• [WHAT IS BEING ASKED]: Your answer should consist of the lines in the following data that contain "elderly".

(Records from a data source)

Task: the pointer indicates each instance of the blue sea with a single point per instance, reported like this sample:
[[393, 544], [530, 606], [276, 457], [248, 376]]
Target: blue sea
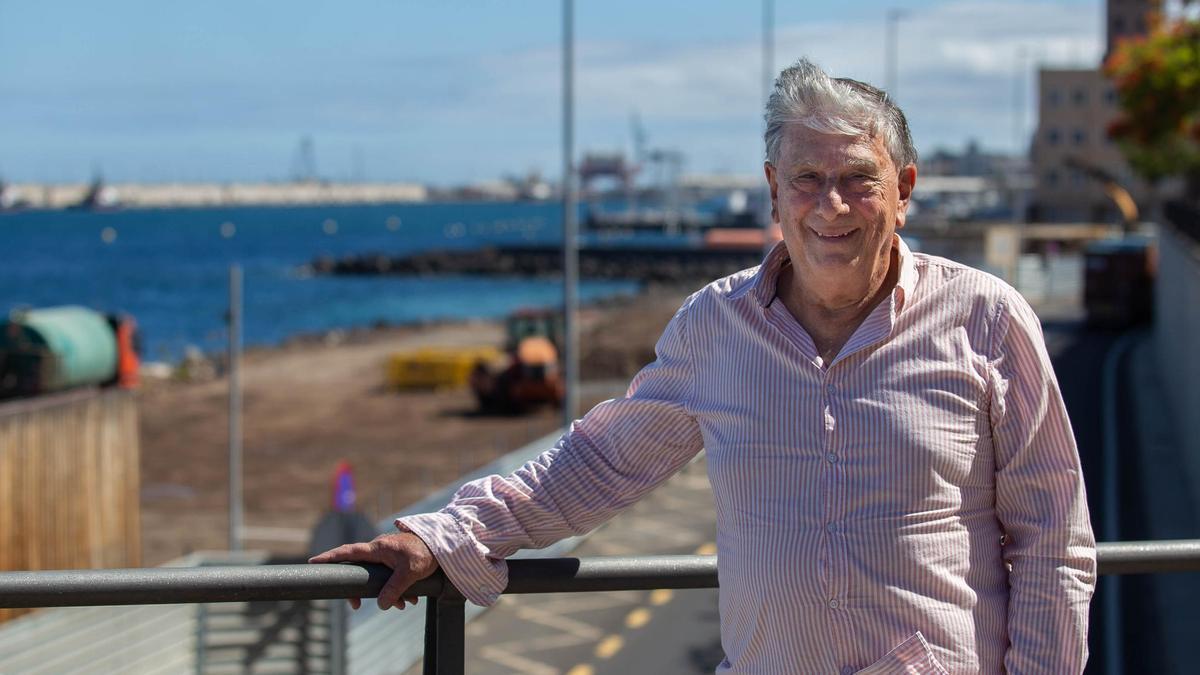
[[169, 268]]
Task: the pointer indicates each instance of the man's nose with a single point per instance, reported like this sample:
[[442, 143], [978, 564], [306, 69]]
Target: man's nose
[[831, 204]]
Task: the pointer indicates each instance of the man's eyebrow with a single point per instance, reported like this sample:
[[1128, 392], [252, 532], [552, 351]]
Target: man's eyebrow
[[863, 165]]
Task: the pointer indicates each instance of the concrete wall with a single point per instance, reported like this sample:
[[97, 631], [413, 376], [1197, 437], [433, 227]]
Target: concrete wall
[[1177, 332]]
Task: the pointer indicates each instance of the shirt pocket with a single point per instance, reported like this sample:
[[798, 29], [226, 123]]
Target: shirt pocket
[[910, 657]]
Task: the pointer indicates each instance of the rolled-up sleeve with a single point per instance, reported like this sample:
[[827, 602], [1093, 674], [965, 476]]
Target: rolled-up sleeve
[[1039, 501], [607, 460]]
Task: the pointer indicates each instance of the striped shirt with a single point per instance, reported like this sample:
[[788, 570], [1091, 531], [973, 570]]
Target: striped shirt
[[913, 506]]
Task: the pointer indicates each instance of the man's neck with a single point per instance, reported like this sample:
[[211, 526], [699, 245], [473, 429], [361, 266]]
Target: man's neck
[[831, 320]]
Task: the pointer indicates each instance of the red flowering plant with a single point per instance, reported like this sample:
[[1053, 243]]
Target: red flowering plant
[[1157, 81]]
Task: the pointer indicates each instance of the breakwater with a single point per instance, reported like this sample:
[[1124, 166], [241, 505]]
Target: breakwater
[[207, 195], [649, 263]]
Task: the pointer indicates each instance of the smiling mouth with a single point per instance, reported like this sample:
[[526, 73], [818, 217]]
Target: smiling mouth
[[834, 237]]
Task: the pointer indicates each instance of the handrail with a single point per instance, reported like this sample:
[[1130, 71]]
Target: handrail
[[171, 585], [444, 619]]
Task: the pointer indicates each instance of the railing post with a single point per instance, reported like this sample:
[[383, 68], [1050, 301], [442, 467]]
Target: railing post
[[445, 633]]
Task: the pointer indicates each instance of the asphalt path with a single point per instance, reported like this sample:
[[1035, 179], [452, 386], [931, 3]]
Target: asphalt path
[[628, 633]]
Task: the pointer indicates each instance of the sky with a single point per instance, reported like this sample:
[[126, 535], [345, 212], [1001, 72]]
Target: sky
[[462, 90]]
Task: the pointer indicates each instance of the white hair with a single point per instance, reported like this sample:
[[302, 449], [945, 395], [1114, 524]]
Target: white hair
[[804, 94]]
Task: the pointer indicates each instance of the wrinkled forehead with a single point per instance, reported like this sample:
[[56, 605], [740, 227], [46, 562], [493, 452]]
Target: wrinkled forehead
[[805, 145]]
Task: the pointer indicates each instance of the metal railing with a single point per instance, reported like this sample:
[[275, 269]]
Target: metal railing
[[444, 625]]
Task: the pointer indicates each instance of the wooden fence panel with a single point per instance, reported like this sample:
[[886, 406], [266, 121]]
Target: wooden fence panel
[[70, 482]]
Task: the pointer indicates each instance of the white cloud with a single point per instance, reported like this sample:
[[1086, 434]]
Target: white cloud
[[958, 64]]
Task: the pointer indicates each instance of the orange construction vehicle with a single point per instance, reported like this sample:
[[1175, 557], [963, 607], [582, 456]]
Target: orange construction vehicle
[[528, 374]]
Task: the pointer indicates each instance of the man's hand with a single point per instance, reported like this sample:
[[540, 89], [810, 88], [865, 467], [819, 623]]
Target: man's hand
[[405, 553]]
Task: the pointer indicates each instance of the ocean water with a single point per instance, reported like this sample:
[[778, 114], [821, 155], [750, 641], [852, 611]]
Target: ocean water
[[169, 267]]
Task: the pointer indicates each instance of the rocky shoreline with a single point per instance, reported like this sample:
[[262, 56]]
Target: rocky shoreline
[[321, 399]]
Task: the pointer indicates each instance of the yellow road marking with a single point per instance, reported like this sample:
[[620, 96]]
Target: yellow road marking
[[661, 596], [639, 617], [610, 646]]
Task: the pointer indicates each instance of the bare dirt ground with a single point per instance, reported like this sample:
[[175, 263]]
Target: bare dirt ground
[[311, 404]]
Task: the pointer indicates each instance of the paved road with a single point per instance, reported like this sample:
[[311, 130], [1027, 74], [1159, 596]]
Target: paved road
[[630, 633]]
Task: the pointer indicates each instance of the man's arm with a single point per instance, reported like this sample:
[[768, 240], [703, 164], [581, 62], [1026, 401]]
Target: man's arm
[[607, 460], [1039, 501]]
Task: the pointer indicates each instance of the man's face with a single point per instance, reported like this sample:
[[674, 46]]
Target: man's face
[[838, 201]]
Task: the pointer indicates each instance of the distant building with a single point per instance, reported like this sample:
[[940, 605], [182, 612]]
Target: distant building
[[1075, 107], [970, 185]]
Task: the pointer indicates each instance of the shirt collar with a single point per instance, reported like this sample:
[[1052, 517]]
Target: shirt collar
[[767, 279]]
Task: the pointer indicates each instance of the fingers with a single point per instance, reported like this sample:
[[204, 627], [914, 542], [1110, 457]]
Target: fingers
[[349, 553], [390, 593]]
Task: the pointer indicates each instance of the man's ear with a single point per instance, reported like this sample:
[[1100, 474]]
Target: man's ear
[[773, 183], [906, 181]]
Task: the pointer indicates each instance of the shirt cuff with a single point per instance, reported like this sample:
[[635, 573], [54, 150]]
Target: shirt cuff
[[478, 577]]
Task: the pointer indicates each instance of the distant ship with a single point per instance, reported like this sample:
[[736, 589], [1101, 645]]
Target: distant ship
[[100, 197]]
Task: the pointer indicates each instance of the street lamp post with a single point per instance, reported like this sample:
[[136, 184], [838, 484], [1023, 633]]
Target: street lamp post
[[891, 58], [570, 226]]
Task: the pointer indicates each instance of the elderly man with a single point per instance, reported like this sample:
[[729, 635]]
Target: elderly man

• [TASK OUTPUT]:
Task: the pointer indicates each instance of the elderly man with a single point per instance, reported like this sample:
Target: elderly man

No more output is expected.